**To do**. Present every line of the entries below as a numbered list, skipping blank lines and leaving out the pictures.

**Listed records**.
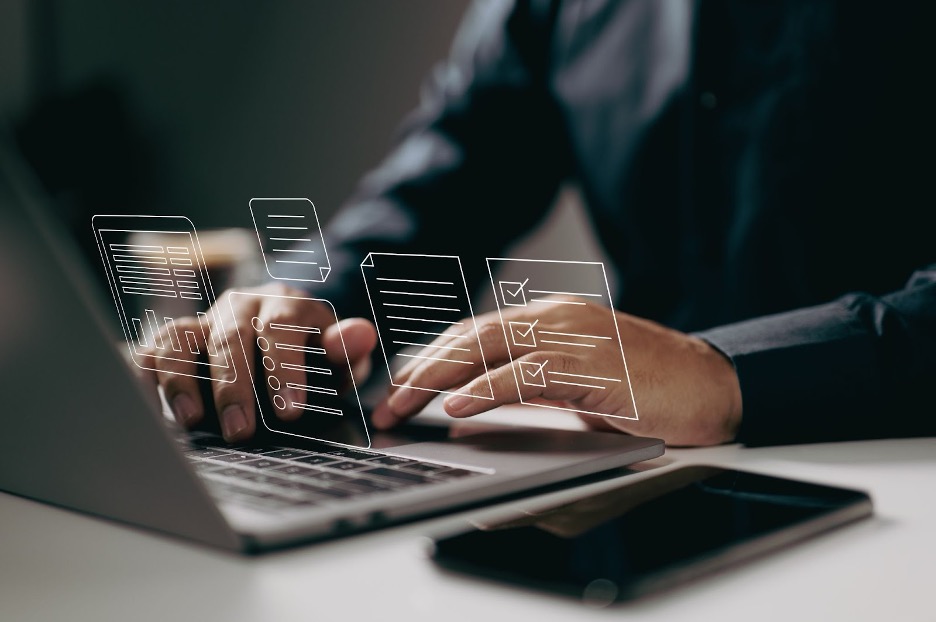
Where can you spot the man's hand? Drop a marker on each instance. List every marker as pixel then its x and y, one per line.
pixel 234 401
pixel 686 391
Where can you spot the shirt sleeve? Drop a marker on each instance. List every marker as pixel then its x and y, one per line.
pixel 860 367
pixel 475 167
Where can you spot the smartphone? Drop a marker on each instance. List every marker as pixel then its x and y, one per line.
pixel 651 535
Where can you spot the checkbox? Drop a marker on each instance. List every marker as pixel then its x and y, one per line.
pixel 521 334
pixel 532 374
pixel 513 293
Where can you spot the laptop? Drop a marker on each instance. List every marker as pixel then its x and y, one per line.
pixel 81 432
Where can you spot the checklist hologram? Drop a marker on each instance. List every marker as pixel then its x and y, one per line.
pixel 527 303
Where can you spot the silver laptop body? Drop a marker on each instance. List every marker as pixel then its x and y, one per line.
pixel 79 431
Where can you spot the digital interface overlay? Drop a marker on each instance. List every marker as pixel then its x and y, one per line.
pixel 156 282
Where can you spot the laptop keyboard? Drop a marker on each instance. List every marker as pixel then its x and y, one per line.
pixel 279 478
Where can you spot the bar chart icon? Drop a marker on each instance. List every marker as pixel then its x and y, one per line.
pixel 143 276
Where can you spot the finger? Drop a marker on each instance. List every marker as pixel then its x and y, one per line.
pixel 231 332
pixel 440 376
pixel 383 418
pixel 351 342
pixel 175 373
pixel 462 331
pixel 534 368
pixel 292 332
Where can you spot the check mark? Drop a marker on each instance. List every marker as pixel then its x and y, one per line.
pixel 521 333
pixel 513 294
pixel 531 374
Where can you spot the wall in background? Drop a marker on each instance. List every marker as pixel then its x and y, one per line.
pixel 247 98
pixel 13 54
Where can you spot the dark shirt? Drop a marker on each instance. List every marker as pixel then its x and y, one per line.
pixel 757 172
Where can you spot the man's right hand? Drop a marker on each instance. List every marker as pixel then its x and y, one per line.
pixel 234 401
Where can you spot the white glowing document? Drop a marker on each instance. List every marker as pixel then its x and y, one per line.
pixel 291 239
pixel 291 369
pixel 147 280
pixel 416 299
pixel 532 294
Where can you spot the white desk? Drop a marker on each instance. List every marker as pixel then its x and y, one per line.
pixel 59 565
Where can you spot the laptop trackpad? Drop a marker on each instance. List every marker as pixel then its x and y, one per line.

**Response to this exercise**.
1. Where can you spot the man's hand? Drop a marker on each instance. List every marker as pixel then its x and y, one per line.
2. pixel 234 401
3. pixel 686 391
4. Where can you spot the shirt sleeve? Drop a marker on each instance. List every marker as pixel then its x and y, one per line.
5. pixel 860 367
6. pixel 475 167
7. Where can you spot the smartphone? Drop a marker on each instance. List every marker as pixel then its x and y, one per line.
8. pixel 651 535
9. Where can you spot the checkbox? Drop a marker on each instance. List every marker as pixel then its x and y, one per line.
10. pixel 521 334
11. pixel 532 374
12. pixel 513 293
13. Where can you spot the laptop? Drop a marker on each instance. List every marker as pixel then its x and y, one per line.
14. pixel 81 432
15. Where can you spot the checklist hologram? Drop a marker on each instance. List every marker as pixel then its x and y, one per line.
16. pixel 527 303
17. Where can you spot the silver laptop body? Drop a marker on each instance. List every marker as pixel then its x and y, one per line.
18. pixel 79 431
19. Where can you spot the digital interface overlay? Drop a marker on each instance. List every marker as pixel then its x and y, one per line.
20. pixel 156 282
21. Where can you spot the laptop keyboard? Drop a marker on each instance. List every marker as pixel then its x and y, one per line.
22. pixel 279 478
23. Where can you spot the bar chart icon? Drop a marker on each instance. List every marker as pixel then its x and y, one per line.
24. pixel 143 276
25. Where can you spot the finger? Drop a marker on each instance. List every marker as pixel then its x and y, one per line.
26. pixel 231 332
27. pixel 440 376
28. pixel 383 418
29. pixel 351 342
30. pixel 175 373
31. pixel 462 331
32. pixel 534 368
33. pixel 292 332
34. Where can you spot the check mark? Drop a marker on each instance. List every marker as pixel then its x and y, one per line.
35. pixel 521 333
36. pixel 513 294
37. pixel 531 374
38. Where can you spot the wall in background? Drop a marker on each instance. List every marker as pixel then its x and y, one per line.
39. pixel 247 98
40. pixel 13 54
41. Where can you spot the dark shirt? Drop a marker on each instance. List every marker as pixel then its x and y, one per line.
42. pixel 757 172
43. Where can you spot the man's right hand? Drop a marker on each instance. List every marker as pixel then its x and y, one per line.
44. pixel 234 401
45. Where can you spot the white glowing document? Drop a marker on each instance. List every marker as pixel then its x and y, one per line.
46. pixel 291 239
47. pixel 291 369
48. pixel 147 280
49. pixel 416 299
50. pixel 532 294
51. Where can you spot the white desk? Drop a marker on each instance. List every marker as pixel then its x and y, one per line.
52. pixel 59 565
53. Where can you spot the laptop trackpad? Drop a marker on each instance. List every marker as pixel then its x and y, one per line.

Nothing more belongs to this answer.